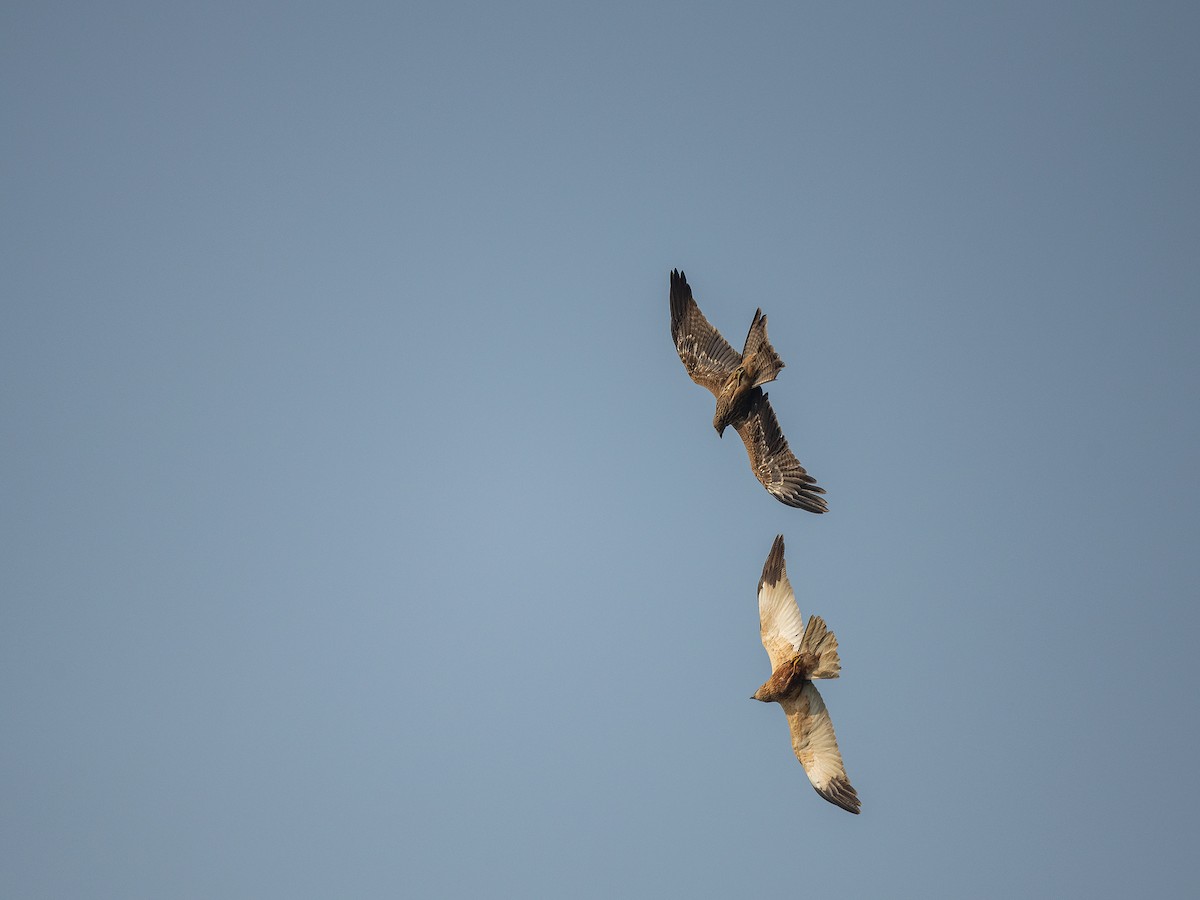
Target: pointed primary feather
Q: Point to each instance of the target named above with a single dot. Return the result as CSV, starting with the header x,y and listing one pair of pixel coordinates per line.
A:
x,y
779,617
772,461
816,748
706,355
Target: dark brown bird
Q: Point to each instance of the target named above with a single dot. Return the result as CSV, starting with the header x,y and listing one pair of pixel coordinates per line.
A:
x,y
798,655
733,379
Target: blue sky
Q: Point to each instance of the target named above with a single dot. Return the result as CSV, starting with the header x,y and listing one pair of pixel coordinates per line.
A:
x,y
364,537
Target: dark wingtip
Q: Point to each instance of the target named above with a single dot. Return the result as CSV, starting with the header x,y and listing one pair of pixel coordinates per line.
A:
x,y
773,569
841,793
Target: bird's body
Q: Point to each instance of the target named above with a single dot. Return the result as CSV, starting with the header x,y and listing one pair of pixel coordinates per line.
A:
x,y
735,381
798,655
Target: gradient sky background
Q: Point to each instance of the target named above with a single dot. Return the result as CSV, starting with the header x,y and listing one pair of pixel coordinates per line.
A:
x,y
364,537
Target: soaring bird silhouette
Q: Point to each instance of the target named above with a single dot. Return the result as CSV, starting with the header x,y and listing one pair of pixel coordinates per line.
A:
x,y
797,655
735,379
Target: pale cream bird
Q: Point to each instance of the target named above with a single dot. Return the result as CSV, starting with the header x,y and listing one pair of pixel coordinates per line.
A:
x,y
733,379
798,654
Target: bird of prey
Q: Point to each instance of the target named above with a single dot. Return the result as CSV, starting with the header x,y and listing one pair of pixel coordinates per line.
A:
x,y
798,654
735,379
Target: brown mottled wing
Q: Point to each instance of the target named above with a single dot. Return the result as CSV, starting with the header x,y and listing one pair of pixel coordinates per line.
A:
x,y
816,748
779,617
772,461
707,357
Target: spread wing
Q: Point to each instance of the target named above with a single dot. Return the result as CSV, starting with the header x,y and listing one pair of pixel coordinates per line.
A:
x,y
771,459
816,748
707,357
779,617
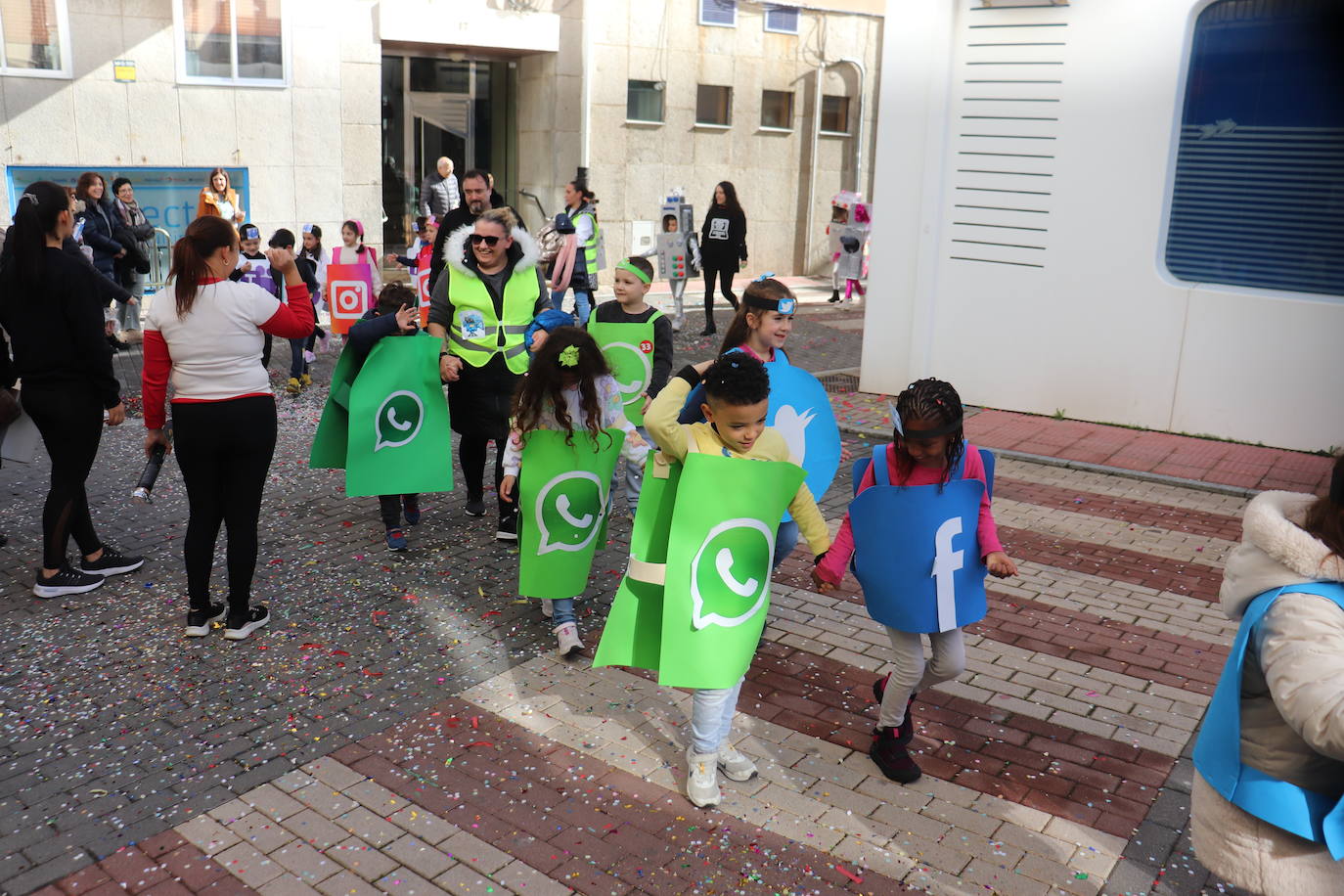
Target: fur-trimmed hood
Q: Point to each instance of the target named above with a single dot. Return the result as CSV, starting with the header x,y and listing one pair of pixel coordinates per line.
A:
x,y
1275,551
521,255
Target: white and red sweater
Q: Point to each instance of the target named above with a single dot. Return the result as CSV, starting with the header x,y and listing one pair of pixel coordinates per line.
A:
x,y
214,352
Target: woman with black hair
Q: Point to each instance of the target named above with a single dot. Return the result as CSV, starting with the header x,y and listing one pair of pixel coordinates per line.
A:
x,y
49,306
723,244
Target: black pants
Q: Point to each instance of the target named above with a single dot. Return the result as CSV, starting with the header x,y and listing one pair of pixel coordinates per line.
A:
x,y
390,508
725,277
223,450
470,454
70,421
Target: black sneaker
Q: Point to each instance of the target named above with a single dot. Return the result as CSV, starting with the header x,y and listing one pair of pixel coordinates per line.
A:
x,y
891,756
67,580
238,628
111,563
200,621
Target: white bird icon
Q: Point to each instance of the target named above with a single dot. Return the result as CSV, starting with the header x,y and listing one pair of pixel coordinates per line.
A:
x,y
793,426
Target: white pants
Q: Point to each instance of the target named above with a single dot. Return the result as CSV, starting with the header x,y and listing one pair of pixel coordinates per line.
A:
x,y
711,716
912,673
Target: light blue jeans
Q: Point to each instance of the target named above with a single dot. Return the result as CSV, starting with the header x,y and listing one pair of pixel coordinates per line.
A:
x,y
562,611
711,716
785,539
582,302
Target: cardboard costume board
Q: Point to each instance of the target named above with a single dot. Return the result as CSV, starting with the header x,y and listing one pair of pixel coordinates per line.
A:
x,y
563,500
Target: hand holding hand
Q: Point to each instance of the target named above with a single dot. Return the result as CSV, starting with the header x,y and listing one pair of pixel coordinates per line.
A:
x,y
1000,564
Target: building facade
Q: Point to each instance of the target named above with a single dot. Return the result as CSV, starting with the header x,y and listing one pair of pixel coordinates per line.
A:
x,y
1125,212
326,111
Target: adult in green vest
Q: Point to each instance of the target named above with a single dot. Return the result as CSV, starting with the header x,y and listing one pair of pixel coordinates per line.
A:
x,y
581,207
481,306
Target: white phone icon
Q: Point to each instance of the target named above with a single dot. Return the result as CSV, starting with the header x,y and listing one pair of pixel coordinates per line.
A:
x,y
562,507
723,564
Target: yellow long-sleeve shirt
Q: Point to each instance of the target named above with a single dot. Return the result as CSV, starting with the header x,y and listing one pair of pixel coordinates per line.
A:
x,y
671,438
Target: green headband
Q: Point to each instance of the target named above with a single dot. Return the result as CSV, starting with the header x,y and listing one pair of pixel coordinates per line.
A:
x,y
635,270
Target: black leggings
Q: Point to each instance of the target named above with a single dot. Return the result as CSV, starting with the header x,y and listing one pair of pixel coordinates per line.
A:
x,y
223,450
470,454
726,285
70,421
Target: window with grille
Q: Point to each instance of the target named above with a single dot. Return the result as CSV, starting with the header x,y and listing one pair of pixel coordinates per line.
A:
x,y
834,114
719,13
712,105
230,42
35,38
781,19
644,101
1258,190
777,109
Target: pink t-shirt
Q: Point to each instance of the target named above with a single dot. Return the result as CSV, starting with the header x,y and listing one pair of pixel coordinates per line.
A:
x,y
987,535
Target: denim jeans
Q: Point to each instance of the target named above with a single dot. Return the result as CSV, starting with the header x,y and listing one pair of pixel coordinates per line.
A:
x,y
562,611
711,716
785,539
582,302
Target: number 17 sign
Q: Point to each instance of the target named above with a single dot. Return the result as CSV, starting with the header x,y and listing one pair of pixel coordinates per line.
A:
x,y
349,291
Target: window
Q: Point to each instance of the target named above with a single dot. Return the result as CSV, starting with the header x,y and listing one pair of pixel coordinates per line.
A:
x,y
834,114
712,105
781,19
34,38
719,13
644,101
777,109
1260,158
230,42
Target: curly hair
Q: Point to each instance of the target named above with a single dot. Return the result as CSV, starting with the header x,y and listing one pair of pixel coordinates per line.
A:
x,y
737,379
935,400
543,387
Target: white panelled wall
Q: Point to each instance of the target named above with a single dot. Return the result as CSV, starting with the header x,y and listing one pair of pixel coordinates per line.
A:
x,y
1023,176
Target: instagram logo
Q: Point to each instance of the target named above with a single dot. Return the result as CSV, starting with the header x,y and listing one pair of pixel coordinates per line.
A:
x,y
348,297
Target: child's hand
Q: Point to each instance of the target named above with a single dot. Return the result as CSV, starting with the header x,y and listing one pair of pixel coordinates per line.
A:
x,y
406,319
1000,564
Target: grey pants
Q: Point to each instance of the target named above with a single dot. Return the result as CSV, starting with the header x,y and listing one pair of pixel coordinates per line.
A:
x,y
912,673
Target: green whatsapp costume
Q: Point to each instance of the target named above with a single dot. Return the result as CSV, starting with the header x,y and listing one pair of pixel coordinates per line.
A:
x,y
629,352
693,606
563,501
386,422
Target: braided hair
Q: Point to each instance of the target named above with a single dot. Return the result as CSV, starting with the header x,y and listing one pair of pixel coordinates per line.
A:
x,y
934,400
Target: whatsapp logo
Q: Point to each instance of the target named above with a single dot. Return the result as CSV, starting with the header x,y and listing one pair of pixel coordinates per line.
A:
x,y
632,368
568,512
730,574
398,420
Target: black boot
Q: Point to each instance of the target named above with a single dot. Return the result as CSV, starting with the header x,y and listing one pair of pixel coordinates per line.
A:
x,y
906,730
891,756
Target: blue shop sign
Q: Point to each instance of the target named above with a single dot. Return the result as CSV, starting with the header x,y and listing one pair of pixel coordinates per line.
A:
x,y
167,195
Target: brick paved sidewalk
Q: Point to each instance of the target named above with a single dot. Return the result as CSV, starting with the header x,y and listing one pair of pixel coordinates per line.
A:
x,y
1249,467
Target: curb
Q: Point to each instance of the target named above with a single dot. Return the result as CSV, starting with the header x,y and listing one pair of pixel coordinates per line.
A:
x,y
1043,460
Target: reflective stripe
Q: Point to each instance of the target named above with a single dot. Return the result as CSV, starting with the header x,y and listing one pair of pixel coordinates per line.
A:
x,y
467,344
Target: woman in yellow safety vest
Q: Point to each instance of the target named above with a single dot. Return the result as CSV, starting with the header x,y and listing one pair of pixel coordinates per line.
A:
x,y
481,306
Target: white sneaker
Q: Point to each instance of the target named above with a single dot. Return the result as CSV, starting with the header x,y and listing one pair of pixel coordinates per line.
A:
x,y
701,778
567,640
736,766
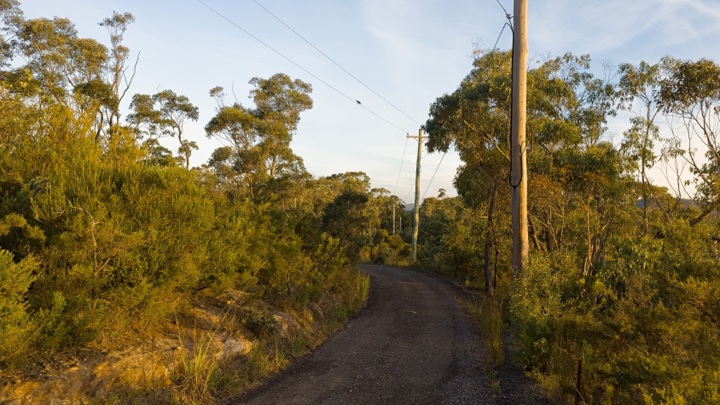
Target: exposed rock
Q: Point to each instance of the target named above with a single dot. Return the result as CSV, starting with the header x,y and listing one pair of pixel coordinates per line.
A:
x,y
230,348
286,323
135,368
205,318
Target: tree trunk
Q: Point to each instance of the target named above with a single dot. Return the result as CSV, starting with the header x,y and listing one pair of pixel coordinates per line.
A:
x,y
489,287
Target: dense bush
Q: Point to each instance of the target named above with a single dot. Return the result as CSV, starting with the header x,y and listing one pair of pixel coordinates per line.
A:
x,y
622,282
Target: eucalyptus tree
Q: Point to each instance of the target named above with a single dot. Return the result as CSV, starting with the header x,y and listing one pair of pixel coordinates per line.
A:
x,y
260,137
641,85
691,95
164,114
567,110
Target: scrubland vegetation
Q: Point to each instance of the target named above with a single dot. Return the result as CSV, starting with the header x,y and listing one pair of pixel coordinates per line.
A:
x,y
107,236
620,299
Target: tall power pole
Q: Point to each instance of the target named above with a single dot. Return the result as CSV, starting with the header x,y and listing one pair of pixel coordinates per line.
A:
x,y
416,209
518,159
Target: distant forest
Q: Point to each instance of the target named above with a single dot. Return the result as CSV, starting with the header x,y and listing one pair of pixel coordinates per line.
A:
x,y
104,232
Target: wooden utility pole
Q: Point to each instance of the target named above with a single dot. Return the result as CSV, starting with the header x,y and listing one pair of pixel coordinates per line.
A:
x,y
416,209
394,218
518,145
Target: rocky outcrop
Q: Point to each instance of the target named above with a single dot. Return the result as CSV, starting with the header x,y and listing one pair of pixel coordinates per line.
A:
x,y
146,366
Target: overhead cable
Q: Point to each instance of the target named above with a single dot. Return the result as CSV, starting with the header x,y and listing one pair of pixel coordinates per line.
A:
x,y
354,101
336,64
401,164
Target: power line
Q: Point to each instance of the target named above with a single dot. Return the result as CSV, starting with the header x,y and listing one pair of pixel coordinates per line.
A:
x,y
302,68
336,64
401,164
501,31
433,177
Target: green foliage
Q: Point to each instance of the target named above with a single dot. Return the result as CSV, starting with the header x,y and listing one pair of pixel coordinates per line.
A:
x,y
17,329
102,237
626,291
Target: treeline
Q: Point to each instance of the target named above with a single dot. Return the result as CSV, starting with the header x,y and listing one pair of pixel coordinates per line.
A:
x,y
104,232
620,300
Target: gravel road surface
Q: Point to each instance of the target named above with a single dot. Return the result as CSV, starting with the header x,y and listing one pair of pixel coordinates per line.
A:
x,y
412,344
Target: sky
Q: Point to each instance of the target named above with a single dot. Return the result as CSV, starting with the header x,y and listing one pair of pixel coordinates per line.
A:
x,y
410,52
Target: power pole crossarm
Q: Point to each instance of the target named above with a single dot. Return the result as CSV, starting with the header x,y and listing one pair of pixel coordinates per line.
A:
x,y
416,209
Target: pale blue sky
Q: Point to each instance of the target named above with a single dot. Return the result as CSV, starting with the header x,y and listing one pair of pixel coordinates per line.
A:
x,y
408,51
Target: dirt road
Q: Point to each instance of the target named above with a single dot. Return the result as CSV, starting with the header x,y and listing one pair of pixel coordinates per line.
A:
x,y
412,344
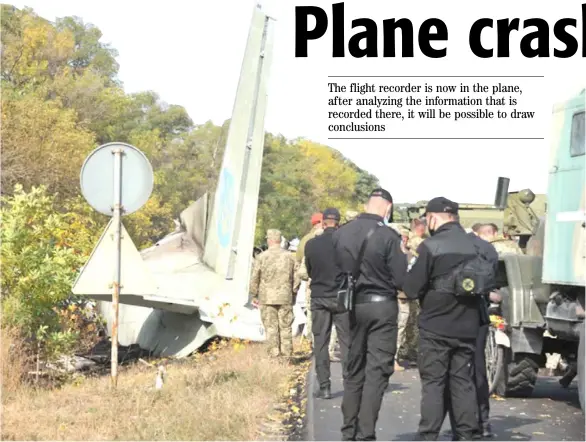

· · · · ·

__Set problem__: Write out every line of the listing above that contains the word "pants".

__Answer to the task__:
Target: black pants
Target: white pants
Target: grey pants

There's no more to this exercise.